Détentrice d’une maîtrise en études françaises (Université McGill) et d’un doctorat en linguistique (Université de Sherbrooke et Université de Strasbourg), Hélène Cajolet-Laganière est professeure titulaire à l’Université de Sherbrooke. De 1972 à 1990, elle a été responsable du Bureau de l’Office québécois de la langue française de l’Estrie et chef du Service des linguistes des bureaux régionaux. Elle a participé, en tant que commissaire, aux États généraux sur la situation et l’avenir de la langue française au Québec (2000-2001). Poursuivant ses recherches dans les domaines de l’aménagement de la langue et de la caractérisation de la langue publique au Québec, elle codirige depuis 2001 l’élaboration du premier dictionnaire général et normatif du français en usage au Québec : Le dictionnaire de la langue française – Le français vu du Québec.

Elle est auteure ou coauteure de plusieurs ouvrages touchant la rédaction, notamment Le français au bureau, Rédaction technique, scientifique et administrative et La maîtrise du français écrit. Elle est coauteure (avec Pierre Martel) de deux ouvrages sollicités par l’Institut québécois de la recherche sur la culture, soit La qualité de la langue au Québec et L’aménagement de la langue au Québec. Enfin, elle a été responsable de la conception d’un didacticiel à l’intention des journalistes, rédacteurs et animateurs de la presse écrite et électronique.

LE GROUPE FRANQUS

Le Dictionnaire de la langue française – Le français vu du Québec est le fruit d’un travail multiuniversitaire et multidisciplinaire, sous la direction éditoriale d’Hélène Cajolet-Laganière et de Pierre Martel, et sous la direction informatique de Chantal-Édith Masson. Ont permis à cet ambitieux projet de se matérialiser le travail intensif de l’équipe de recherche (quelque 30 professionnels, professionnelles de recherche et professeurs, professeures de l’Université de Sherbrooke et de l’Université Laval), les avis judicieux du comité scientifique, la collaboration soutenue de plusieurs professeurs et chercheurs de l’Université du Québec à Montréal et à Trois-Rivières, des universités de Montréal, de Moncton, d’Ottawa et McGill, ainsi que l’apport du Trésor de la langue française de Nancy, de l’Office québécois de la langue française (OQLF), du Conseil supérieur de la langue française (CSLF), de l’Union des écrivains et écrivaines du Québec (UNEQ) et du Trésor de la langue française au Québec (TLFQ).

────────────────────

■ Consigne A ■
Veuillez recopier à l'identique tout ce qui va du début des enregistrements jusqu'à la ligne contenant « rough mask: <svg », celle-ci comprise.

(Entrées de données enregistrées)
────────────────────

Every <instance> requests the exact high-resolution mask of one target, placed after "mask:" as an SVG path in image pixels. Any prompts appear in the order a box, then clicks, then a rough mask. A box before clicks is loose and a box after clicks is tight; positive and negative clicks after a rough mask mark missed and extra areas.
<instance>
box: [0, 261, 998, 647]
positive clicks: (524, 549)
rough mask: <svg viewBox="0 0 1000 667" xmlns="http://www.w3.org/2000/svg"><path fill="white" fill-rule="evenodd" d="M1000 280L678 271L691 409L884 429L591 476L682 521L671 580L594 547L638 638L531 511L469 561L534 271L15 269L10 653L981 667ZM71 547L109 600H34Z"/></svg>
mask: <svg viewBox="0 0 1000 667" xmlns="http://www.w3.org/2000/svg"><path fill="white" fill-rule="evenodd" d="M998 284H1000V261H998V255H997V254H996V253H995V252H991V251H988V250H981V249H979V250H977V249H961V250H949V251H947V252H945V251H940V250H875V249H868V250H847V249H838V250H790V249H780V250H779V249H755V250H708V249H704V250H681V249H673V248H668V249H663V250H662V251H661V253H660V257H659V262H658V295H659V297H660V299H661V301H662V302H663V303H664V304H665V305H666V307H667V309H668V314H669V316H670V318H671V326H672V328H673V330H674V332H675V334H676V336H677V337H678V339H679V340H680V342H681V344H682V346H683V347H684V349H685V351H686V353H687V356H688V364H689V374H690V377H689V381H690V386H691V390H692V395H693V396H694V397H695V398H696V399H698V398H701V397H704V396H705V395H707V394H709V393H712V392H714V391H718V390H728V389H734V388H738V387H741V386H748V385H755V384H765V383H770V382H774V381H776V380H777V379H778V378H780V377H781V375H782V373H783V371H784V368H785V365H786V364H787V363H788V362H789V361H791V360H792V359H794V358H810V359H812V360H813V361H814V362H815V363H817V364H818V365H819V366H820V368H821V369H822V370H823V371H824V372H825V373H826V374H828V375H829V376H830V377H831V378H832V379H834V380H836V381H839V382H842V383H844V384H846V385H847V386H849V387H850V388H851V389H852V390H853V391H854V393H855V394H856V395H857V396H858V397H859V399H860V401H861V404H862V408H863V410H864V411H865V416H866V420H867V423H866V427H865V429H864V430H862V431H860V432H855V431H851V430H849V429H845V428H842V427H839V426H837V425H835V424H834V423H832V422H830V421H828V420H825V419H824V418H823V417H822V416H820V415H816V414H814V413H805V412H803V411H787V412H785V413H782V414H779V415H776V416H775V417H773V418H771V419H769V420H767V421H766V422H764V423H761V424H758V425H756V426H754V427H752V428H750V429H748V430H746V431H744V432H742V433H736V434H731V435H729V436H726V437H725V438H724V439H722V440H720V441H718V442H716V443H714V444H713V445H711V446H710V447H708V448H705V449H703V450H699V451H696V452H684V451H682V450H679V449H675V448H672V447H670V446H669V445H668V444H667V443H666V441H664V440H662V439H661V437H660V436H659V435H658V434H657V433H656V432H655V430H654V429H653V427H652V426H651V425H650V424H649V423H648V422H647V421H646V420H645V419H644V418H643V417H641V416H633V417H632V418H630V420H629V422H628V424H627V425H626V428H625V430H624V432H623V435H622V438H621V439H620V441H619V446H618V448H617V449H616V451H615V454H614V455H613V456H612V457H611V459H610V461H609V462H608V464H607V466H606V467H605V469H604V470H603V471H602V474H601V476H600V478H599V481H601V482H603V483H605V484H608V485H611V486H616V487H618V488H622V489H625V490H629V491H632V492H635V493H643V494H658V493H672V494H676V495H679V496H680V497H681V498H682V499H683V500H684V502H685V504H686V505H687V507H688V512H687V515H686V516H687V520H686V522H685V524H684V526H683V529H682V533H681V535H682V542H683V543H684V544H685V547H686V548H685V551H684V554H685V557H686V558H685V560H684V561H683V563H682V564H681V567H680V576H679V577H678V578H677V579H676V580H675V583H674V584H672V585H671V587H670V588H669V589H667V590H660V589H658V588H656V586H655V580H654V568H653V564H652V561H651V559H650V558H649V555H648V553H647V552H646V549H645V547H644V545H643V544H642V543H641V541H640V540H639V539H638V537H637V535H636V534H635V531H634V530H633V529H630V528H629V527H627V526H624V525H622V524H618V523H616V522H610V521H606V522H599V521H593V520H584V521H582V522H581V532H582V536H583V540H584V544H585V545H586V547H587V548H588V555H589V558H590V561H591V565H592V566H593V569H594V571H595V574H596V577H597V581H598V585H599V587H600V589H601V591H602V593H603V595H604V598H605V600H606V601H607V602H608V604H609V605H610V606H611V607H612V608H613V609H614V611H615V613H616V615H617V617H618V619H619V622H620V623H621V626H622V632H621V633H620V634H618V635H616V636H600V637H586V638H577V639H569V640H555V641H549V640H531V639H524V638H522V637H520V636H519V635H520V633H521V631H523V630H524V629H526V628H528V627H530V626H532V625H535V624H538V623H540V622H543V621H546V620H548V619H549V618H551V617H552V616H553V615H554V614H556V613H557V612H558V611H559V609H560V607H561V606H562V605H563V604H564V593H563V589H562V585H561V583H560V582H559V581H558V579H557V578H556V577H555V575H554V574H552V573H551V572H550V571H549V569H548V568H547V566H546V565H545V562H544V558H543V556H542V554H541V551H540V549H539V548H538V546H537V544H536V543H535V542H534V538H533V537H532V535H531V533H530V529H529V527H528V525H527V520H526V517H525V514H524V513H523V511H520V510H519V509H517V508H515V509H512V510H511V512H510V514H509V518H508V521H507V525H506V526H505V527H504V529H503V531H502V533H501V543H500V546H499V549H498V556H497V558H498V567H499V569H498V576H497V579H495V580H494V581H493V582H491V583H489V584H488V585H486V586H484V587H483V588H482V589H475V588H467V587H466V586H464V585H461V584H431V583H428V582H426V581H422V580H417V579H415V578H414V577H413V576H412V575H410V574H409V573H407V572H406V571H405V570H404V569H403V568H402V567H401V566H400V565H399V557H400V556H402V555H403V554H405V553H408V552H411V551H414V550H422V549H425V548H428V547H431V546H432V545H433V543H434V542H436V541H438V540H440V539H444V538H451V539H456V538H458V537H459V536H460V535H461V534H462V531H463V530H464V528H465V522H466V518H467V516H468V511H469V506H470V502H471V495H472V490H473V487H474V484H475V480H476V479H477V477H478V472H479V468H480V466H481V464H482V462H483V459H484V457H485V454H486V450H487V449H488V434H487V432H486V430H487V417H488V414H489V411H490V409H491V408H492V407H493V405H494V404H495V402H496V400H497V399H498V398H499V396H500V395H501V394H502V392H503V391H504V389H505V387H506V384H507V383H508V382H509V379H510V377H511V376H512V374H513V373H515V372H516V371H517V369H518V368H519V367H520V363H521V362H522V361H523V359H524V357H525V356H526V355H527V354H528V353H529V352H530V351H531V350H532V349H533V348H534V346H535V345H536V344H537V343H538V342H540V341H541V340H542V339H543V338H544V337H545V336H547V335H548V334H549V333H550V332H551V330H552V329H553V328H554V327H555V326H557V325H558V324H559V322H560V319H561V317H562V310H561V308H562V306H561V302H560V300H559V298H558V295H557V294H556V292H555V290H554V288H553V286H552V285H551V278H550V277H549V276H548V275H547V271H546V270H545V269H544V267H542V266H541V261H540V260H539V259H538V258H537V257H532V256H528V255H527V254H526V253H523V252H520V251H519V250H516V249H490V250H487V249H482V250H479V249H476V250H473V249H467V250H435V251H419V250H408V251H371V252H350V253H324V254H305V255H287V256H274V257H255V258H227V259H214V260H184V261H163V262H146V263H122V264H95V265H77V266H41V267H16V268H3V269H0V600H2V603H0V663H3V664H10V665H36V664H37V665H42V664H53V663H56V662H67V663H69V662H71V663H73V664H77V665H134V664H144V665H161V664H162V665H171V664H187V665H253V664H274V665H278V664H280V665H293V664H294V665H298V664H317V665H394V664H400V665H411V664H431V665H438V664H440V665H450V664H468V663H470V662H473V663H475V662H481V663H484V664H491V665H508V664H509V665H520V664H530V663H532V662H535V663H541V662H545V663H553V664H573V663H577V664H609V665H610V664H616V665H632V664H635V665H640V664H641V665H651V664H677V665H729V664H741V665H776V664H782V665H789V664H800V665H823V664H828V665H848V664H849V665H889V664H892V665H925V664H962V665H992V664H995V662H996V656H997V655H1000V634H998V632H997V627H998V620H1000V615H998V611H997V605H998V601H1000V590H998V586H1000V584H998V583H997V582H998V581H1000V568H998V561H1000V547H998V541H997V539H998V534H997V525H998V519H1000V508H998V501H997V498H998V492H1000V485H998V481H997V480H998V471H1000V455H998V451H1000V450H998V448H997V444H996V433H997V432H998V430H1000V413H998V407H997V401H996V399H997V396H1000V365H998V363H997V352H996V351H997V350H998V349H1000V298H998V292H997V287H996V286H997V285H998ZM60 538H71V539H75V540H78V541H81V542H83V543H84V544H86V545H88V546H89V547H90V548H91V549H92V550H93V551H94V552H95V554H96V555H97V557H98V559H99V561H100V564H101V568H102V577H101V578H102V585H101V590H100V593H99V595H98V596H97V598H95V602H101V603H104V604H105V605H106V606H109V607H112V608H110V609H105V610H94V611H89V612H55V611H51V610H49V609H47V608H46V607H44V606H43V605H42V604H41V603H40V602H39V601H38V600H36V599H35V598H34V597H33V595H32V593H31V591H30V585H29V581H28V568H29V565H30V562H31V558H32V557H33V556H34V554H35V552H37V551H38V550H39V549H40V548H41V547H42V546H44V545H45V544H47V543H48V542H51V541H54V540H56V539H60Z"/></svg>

────────────────────

■ Consigne B ■
Reprenez le texte sur Hélène Cajolet-Laganière, tout depuis « Détentrice d’une maîtrise » jusqu'à « vu du Québec. », en substituant « professeure agrégée » à « professeure titulaire ».

■ Résultat A ■
Every <instance> requests the exact high-resolution mask of one target, placed after "mask:" as an SVG path in image pixels. Any prompts appear in the order a box, then clicks, then a rough mask. A box before clicks is loose and a box after clicks is tight; positive and negative clicks after a rough mask mark missed and extra areas.
<instance>
box: [0, 261, 998, 647]
positive clicks: (524, 549)
rough mask: <svg viewBox="0 0 1000 667" xmlns="http://www.w3.org/2000/svg"><path fill="white" fill-rule="evenodd" d="M1000 280L678 271L691 409L884 429L591 476L682 521L671 580L594 547L638 638L531 511L469 561L534 271L15 269L10 653L981 667ZM71 547L109 600H34Z"/></svg>

■ Résultat B ■
Détentrice d’une maîtrise en études françaises (Université McGill) et d’un doctorat en linguistique (Université de Sherbrooke et Université de Strasbourg), Hélène Cajolet-Laganière est professeure agrégée à l’Université de Sherbrooke. De 1972 à 1990, elle a été responsable du Bureau de l’Office québécois de la langue française de l’Estrie et chef du Service des linguistes des bureaux régionaux. Elle a participé, en tant que commissaire, aux États généraux sur la situation et l’avenir de la langue française au Québec (2000-2001). Poursuivant ses recherches dans les domaines de l’aménagement de la langue et de la caractérisation de la langue publique au Québec, elle codirige depuis 2001 l’élaboration du premier dictionnaire général et normatif du français en usage au Québec : Le dictionnaire de la langue française – Le français vu du Québec.